The request:
Update the lines of these records by replacing every "instance" with "occurrence" and changing nothing else. Omit the pictures from your answer.

Coordinate labeling records

• • • •

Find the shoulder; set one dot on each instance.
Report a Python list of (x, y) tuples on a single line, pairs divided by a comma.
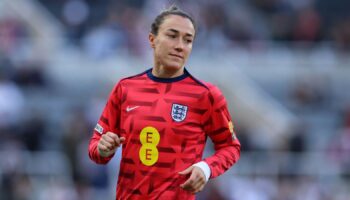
[(140, 76)]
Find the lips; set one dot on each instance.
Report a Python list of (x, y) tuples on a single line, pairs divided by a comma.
[(175, 55)]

• • • •

The reply:
Find the shoulder; set one dot on each occurrence.
Report a Python list of (x, y) tuples on a single line, pairs divided by a comma.
[(140, 76)]
Find the lips; set one dot on each occurrence.
Report a Python list of (x, y) tuples on a single line, pairs divided by a comma.
[(175, 55)]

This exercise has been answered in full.